**Records to use:**
───

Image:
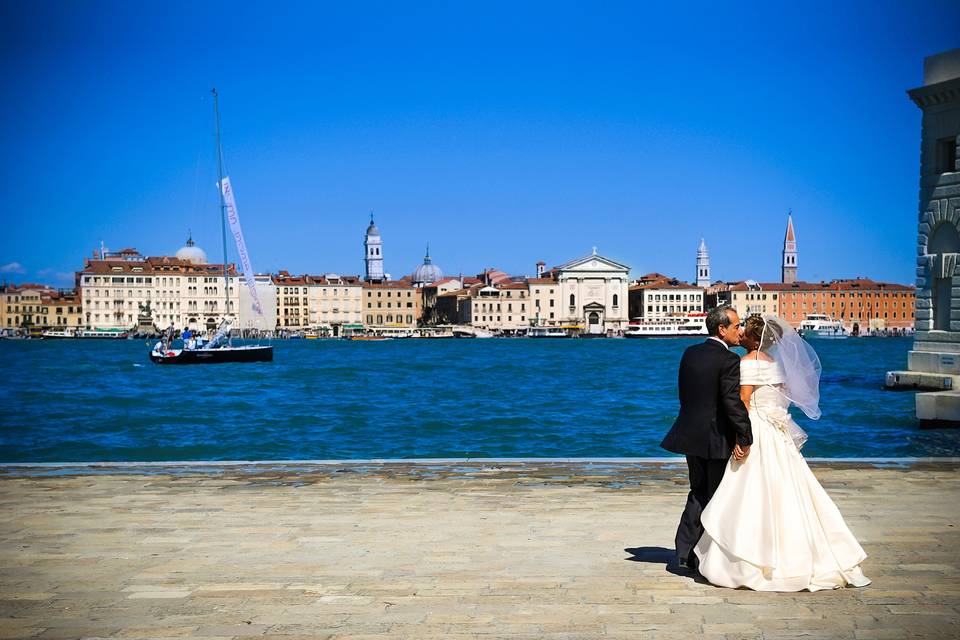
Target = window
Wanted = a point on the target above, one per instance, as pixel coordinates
(946, 155)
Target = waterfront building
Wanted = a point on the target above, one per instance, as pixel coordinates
(373, 254)
(427, 272)
(664, 297)
(395, 303)
(334, 303)
(544, 299)
(717, 295)
(934, 362)
(593, 294)
(293, 302)
(443, 311)
(703, 265)
(502, 308)
(37, 306)
(788, 269)
(860, 304)
(751, 297)
(116, 288)
(248, 319)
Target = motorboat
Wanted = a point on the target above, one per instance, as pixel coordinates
(547, 332)
(820, 325)
(691, 325)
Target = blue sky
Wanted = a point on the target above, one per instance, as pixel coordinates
(500, 133)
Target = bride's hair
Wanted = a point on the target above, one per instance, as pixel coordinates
(754, 328)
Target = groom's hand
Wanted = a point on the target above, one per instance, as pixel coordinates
(740, 453)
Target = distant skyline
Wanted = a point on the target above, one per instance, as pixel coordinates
(500, 134)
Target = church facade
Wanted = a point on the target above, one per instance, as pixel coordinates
(593, 293)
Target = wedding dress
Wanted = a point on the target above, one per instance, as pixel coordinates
(771, 526)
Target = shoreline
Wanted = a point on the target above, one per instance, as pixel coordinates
(372, 465)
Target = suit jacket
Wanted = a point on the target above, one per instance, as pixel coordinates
(712, 416)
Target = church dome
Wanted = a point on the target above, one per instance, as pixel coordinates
(191, 252)
(427, 272)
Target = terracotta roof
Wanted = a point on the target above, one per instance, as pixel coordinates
(665, 284)
(861, 284)
(391, 284)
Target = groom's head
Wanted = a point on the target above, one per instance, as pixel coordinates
(724, 323)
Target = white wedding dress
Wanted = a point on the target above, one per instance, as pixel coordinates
(770, 526)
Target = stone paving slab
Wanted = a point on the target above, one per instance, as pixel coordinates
(509, 550)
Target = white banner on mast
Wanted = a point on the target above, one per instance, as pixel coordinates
(234, 219)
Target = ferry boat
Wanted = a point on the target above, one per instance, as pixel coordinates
(108, 334)
(692, 325)
(547, 332)
(820, 325)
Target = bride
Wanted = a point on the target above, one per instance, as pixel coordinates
(771, 526)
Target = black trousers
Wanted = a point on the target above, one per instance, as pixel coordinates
(705, 476)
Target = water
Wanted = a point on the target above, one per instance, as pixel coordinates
(75, 401)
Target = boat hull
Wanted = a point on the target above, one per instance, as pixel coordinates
(216, 356)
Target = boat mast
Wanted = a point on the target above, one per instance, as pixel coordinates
(223, 203)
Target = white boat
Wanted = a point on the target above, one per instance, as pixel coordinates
(108, 334)
(471, 332)
(547, 332)
(52, 334)
(692, 325)
(820, 325)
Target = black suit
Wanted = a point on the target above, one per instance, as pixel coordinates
(712, 417)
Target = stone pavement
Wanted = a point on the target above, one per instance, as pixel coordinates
(532, 550)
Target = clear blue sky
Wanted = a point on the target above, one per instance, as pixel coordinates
(501, 134)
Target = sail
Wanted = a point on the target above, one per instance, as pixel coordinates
(234, 219)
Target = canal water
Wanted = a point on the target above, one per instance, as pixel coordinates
(73, 401)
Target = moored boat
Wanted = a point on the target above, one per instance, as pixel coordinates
(547, 332)
(55, 334)
(820, 325)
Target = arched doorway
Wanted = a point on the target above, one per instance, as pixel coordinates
(944, 245)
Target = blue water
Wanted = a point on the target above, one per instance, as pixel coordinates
(77, 401)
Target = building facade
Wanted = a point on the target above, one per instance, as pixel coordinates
(391, 304)
(593, 292)
(115, 291)
(664, 298)
(335, 303)
(502, 309)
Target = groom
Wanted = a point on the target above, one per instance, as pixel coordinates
(713, 421)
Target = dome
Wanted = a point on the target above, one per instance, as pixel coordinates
(427, 272)
(191, 252)
(372, 229)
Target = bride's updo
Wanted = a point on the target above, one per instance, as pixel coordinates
(754, 328)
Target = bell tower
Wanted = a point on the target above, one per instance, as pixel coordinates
(373, 249)
(789, 267)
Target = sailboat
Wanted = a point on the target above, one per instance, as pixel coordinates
(221, 348)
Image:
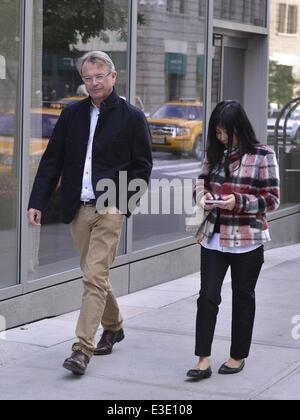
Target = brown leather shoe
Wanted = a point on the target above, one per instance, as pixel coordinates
(108, 339)
(77, 363)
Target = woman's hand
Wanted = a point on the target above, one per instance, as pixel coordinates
(228, 202)
(207, 196)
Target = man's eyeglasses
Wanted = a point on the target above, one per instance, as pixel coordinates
(99, 78)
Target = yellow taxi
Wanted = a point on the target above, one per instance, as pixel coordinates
(177, 127)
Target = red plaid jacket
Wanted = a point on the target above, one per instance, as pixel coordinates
(254, 180)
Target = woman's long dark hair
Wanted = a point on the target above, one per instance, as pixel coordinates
(230, 116)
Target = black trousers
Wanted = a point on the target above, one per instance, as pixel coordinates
(245, 270)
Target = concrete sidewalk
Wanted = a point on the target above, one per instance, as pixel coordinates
(152, 362)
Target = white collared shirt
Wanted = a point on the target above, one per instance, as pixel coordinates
(214, 245)
(87, 192)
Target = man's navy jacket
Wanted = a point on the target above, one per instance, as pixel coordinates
(122, 142)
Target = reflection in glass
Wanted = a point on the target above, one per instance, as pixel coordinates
(9, 140)
(62, 32)
(169, 85)
(284, 85)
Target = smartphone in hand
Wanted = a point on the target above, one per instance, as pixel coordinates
(212, 202)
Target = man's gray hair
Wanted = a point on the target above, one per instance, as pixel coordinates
(96, 57)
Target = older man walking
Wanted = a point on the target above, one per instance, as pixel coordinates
(93, 140)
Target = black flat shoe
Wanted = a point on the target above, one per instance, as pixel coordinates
(225, 370)
(199, 374)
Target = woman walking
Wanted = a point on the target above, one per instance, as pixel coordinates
(242, 176)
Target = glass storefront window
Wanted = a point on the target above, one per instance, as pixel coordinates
(284, 86)
(251, 12)
(62, 32)
(169, 89)
(10, 34)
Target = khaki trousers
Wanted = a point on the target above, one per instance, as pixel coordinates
(96, 238)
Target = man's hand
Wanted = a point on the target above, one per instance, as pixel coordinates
(34, 217)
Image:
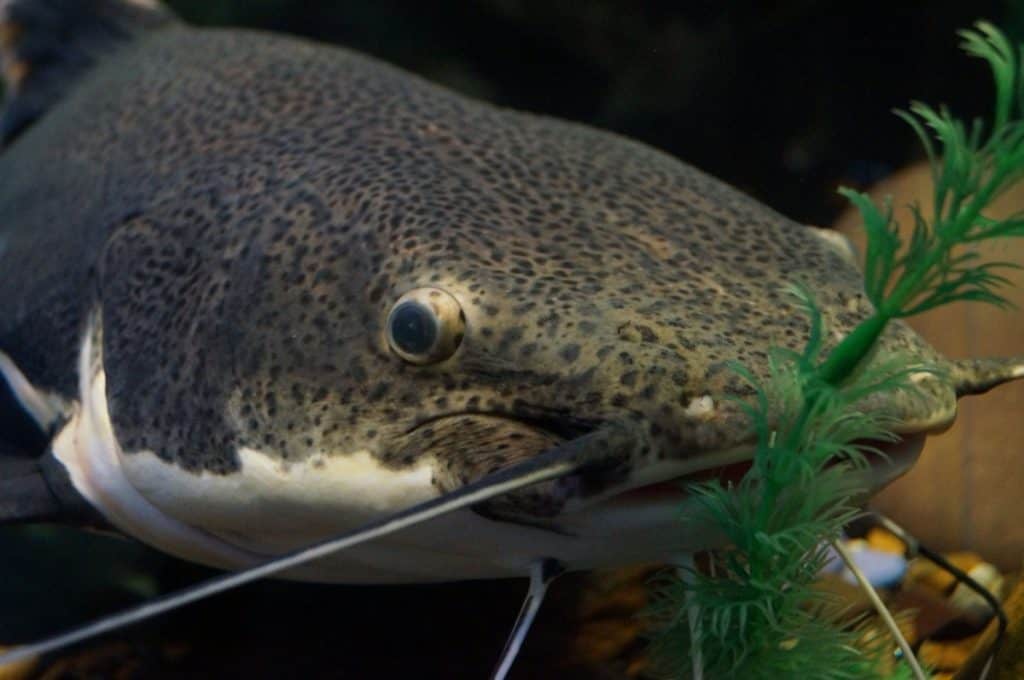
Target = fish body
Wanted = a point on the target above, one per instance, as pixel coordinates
(263, 291)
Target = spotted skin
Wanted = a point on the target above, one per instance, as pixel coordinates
(244, 209)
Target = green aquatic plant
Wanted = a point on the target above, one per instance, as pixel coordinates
(751, 611)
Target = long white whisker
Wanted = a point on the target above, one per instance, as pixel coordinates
(550, 465)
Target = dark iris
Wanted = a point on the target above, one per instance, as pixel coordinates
(414, 329)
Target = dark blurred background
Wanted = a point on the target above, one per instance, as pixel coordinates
(784, 99)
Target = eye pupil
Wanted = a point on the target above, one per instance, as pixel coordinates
(414, 329)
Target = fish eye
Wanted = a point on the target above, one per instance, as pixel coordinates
(425, 326)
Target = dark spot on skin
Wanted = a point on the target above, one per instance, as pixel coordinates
(569, 352)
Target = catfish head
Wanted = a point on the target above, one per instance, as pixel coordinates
(262, 291)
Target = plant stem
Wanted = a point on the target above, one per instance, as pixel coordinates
(852, 349)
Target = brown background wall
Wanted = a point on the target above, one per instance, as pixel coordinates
(968, 489)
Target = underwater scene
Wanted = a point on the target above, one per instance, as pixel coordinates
(617, 339)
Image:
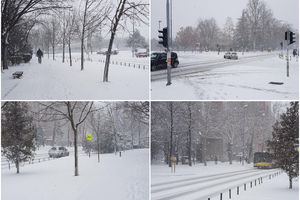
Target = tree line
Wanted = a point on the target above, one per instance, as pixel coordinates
(255, 29)
(185, 129)
(53, 22)
(114, 126)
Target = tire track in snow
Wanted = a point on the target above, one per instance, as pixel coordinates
(185, 192)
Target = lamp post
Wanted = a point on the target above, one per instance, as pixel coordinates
(243, 136)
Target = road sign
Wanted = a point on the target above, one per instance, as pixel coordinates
(88, 136)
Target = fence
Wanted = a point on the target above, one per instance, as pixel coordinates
(115, 62)
(247, 185)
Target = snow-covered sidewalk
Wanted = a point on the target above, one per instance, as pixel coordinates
(246, 81)
(54, 80)
(274, 189)
(202, 182)
(114, 178)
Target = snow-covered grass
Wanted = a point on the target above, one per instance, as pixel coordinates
(115, 178)
(247, 81)
(56, 80)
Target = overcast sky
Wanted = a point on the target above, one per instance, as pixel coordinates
(188, 12)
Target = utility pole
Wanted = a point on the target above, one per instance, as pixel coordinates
(133, 40)
(290, 39)
(243, 136)
(169, 28)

───

**Brief:**
Would you please return all lines from the listing above that contain "bride"?

**Solution:**
Target = bride's hair
Target = bride
Target = bride's updo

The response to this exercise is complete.